- _Provided passage_:
******

# Which scrollsaw?



## Arnold9801 (2 Jan 2019)

I would like to upgrade from a basic hobby scrollsaw. What are the forums views on the most recommended scrollsaw?

The Record and Scheppach seem quite popular on adverts. What are they like or should they be avoided? If so, for which one?

Your view some would be appreciated.

Regards


----------



## AES (2 Jan 2019)

An awful lot depends on how much you want/are prepared to spend. I have no personal experience of either the Sheppach or Record machines, but according to many posts on here, just about all these machines, including those 2, come from the same (probably Chinese) factory. Nothing wrong with that per se, BUT they just about all seem to be made down to suit a (low) price.

As such they will all definitely cut (!!!) but you will have problems with things like blade changing, pinless blades, perhaps (luck of the draw) not cutting precisely square in the sideways plane, excess vibration, not very good dust clearance (from the cut), etc, etc. In other words, "workable" machines (and at least in some areas improvable) but likely to become somewhat frustrating and irritating in regular use.

That leaves you 2 possibilities - buy SH as and when they come up. IMO you'd be looking at Hegner (still very much THE standard I think, but expensive for what they are now), Delta (I have no experience and quite rare this side of the pond, but have a very good reputation), and Excalibur.

If buying new then the above makes of course, plus Axminster Tools do their own label clones of both the Hegner and Excalibur machines. Again I have no experience of either but again, these Axi machines have a good reputation from posts on here, AND from my own experience, Axi's customer service is 1st class.

Personally I own an Excalibur 21 and am VERY pleased with it. Within the next few days you'll see a post from me about some updates I've made to my machine, but in short, I'm delighted with mine, as several others posting here seem to be also.

If you search back about 4 years for my post "Biting the Bullet" you'll find a detailed "report" from me as to why I chose the Exc 21 (I tried it alongside a Hegner).

Please note that at the time I bought my Exc 21, the Axi version (cheaper but virtually identical it seems, but with the addition of an NVR, not fitted to the Exc machine) was not available, otherwise I would, most probably, have bought Axi.

HTH


----------



## Droogs (2 Jan 2019)

******

- _Problem statement_:
Based on the scrollsaw thread, is each statement true? Answer yes or no for each, and quote the words that decide it. 1. AES owns an Excalibur 21. 2. AES has personal experience of the Record machines. 3. The Excalibur machine is fitted with an NVR. Rely only on the scrollsaw thread and bring in no outside knowledge.

- _Records supplied_:
******

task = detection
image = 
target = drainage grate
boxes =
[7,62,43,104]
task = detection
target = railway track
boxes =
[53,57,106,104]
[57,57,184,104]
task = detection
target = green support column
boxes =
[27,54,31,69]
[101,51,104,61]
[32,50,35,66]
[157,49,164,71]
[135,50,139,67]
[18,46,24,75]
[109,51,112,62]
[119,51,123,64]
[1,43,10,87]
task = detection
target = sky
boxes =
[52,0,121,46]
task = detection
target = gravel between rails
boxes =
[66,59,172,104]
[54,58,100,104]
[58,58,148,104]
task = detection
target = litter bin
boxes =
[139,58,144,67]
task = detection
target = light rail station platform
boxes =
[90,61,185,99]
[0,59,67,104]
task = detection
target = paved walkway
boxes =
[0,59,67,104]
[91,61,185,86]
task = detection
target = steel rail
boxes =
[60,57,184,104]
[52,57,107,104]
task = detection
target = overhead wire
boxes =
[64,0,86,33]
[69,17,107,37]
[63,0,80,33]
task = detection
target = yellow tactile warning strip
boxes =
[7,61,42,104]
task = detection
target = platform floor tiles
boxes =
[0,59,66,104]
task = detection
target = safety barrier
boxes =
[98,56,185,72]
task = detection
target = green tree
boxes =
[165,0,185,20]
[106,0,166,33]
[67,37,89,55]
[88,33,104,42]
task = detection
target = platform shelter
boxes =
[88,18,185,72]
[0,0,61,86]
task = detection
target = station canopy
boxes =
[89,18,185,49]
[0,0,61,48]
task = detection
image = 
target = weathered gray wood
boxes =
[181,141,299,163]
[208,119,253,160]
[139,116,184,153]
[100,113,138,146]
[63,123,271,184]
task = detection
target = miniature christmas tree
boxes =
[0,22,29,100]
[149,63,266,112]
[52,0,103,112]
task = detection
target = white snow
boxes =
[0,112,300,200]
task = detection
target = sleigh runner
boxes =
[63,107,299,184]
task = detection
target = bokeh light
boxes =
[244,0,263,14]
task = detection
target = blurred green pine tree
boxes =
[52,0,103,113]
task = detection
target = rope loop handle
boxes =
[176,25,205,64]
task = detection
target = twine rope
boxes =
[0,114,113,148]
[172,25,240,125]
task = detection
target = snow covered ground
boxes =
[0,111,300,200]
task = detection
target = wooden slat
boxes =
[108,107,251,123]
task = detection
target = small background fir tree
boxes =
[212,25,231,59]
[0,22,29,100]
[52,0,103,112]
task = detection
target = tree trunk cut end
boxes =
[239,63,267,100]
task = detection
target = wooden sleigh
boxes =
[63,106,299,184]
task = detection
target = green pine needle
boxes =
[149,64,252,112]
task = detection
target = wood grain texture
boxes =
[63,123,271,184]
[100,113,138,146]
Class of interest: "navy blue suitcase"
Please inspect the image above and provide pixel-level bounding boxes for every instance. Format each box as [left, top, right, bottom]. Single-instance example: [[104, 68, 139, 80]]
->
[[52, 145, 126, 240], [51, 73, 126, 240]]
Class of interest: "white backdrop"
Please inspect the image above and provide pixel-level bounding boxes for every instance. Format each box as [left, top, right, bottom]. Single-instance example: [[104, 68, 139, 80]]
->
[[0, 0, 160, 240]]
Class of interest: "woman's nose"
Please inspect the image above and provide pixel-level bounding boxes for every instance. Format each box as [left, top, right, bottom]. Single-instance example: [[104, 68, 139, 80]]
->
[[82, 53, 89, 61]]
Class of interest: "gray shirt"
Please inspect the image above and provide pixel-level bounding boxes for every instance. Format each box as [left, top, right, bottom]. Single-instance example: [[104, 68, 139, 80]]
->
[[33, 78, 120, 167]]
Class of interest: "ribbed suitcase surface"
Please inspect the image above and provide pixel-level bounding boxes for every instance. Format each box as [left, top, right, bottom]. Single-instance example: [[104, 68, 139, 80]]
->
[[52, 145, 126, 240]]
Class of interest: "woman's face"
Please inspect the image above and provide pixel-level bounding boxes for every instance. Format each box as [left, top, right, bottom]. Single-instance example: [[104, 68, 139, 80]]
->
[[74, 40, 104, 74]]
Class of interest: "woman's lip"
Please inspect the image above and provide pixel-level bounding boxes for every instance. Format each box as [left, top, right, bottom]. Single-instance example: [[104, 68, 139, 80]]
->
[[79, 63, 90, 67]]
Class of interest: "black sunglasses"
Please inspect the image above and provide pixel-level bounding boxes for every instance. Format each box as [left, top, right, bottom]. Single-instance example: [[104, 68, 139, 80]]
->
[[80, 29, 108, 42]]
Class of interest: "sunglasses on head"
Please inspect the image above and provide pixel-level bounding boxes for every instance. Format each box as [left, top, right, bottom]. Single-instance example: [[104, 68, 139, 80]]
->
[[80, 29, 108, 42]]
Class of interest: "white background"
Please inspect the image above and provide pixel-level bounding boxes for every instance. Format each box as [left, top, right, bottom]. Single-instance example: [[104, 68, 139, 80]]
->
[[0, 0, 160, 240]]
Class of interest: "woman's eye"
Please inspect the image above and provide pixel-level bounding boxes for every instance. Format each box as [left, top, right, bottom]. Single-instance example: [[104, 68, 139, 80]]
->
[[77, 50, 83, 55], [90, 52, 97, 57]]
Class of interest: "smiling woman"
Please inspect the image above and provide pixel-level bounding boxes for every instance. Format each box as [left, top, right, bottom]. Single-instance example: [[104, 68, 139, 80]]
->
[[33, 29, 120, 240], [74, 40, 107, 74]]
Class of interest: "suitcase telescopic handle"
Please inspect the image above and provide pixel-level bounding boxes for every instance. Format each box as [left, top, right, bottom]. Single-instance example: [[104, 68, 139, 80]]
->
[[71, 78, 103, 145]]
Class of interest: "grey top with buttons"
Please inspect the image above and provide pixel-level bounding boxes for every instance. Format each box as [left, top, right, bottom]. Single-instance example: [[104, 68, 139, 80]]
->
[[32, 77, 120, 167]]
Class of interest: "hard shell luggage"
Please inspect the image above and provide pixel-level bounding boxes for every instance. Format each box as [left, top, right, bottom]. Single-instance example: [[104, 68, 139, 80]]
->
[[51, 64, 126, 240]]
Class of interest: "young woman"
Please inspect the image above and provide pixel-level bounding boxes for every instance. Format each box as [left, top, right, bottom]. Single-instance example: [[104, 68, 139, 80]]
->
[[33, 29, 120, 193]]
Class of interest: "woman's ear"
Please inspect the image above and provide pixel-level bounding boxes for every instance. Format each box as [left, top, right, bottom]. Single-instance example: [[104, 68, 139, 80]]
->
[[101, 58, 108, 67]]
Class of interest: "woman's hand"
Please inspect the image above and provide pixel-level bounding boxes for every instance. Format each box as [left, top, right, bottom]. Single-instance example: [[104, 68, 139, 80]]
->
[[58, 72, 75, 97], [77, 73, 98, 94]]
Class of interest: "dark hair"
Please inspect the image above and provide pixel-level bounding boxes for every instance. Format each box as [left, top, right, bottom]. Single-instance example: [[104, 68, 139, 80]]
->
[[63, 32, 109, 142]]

******

- _Full solution_:
1. Yes: "Personally I own an Excalibur 21 and am VERY pleased with it."
2. No: "I have no personal experience of either the Sheppach or Record machines"
3. No: "with the addition of an NVR, not fitted to the Exc machine"